The action defined by the classical Lagrangian
\begin{equation}
{\cal L}_{\rm class}=\displaystyle
{\cal L}_G+{\cal L}_{\Phi}+{\cal L}_{-V}
\end{equation}
is invariant under the generalized, starred $U(2)$ transformation,
\begin{equation}
\begin{array}{rcl}
G_{\mu}&\to & G^{\prime}_{\mu}=U\star G_{\mu}\star U^{-1}
+ig^{-1}U\star\partial_{\mu}U^{-1},\\
\Phi &\to & \Phi^{\prime}=U\star\Phi,
\end{array}
\end{equation}
where $U=\exp(ig\eta(x))_{\star}$ and we have restored the 
explicit star notation for clearness.

## Raw data
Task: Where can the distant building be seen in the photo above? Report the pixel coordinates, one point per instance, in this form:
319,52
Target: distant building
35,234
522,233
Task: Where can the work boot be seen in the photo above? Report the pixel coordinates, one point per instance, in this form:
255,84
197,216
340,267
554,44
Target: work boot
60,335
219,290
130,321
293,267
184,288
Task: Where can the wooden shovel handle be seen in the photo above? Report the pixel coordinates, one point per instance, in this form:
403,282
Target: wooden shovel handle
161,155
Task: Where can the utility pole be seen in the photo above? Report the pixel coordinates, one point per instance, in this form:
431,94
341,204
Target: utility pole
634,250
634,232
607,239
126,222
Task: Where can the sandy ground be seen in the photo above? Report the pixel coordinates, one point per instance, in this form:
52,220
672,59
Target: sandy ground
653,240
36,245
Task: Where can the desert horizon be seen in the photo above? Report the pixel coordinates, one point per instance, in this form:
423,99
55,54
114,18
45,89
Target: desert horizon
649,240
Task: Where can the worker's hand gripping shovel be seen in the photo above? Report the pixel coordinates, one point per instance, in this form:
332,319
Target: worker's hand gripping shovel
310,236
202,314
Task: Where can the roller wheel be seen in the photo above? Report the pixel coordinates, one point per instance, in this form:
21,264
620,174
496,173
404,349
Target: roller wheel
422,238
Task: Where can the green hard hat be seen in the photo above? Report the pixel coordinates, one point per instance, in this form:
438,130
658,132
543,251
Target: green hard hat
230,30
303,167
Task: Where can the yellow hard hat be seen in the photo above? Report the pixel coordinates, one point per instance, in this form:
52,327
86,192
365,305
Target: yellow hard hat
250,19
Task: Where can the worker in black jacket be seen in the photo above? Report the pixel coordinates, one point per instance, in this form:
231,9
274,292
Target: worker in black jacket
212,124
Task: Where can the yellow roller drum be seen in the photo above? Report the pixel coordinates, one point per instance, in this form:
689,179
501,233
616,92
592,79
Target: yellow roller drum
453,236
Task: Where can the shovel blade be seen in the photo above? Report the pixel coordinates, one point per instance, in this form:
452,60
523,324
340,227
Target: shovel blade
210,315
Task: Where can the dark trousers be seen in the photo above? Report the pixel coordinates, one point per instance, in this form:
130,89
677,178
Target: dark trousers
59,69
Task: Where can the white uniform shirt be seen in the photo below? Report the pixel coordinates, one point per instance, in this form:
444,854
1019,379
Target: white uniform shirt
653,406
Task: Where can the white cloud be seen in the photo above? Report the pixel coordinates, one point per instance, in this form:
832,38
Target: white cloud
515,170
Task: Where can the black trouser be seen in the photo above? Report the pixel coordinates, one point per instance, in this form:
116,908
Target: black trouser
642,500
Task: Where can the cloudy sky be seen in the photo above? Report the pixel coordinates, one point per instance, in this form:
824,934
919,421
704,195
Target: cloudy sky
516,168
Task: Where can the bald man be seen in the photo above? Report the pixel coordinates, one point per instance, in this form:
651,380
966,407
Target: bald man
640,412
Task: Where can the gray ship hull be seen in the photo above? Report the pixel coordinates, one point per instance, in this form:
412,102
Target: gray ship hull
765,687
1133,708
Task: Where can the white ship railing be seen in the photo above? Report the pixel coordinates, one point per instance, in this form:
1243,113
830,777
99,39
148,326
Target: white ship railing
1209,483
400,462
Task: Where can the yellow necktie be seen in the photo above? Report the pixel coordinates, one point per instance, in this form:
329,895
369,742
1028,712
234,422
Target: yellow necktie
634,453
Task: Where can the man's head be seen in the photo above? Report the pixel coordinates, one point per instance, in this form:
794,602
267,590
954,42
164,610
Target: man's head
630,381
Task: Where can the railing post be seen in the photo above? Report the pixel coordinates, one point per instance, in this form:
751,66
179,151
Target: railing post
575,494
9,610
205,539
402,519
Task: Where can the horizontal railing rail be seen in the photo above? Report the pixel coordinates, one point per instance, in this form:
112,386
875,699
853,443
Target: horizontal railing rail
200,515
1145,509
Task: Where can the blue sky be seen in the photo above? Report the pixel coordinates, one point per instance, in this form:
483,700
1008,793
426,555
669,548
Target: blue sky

## Exercises to complete
1. According to the Lagrangian excerpt, under what transformation is the action defined by the classical Lagrangian invariant?
2. Write the next part of the Lagrangian excerpt, picking up after its final sentence.
The data have no connection to the Lagrangian excerpt.

## Outputs in order
1. It is invariant under the generalized, starred U(2) transformation.

2.
{\it 2.3 Gauge fixing and ghost terms}

To make the theory well-defined and to quantize it, we should do
gauge fixing and include its corresponding ghost terms. Since the
quadratic terms in the action remain the same on NC spacetime, it
is easy to expect how to generalize the gauge fixing procedure;
namely we replace the usual product by the starred one (again
suppressing the notation from now on),
\begin{equation}
\begin{array}{rcl}
{\cal L}_{\rm g.f.}&=&\displaystyle
-\frac{1}{\xi}{\rm Tr}(ff),\\
f&=&\partial^{\mu}G_{\mu}+ig\xi(\phi^{\dagger}t^A\phi_0
-\phi_0^{\dagger}t^A\phi)t^A.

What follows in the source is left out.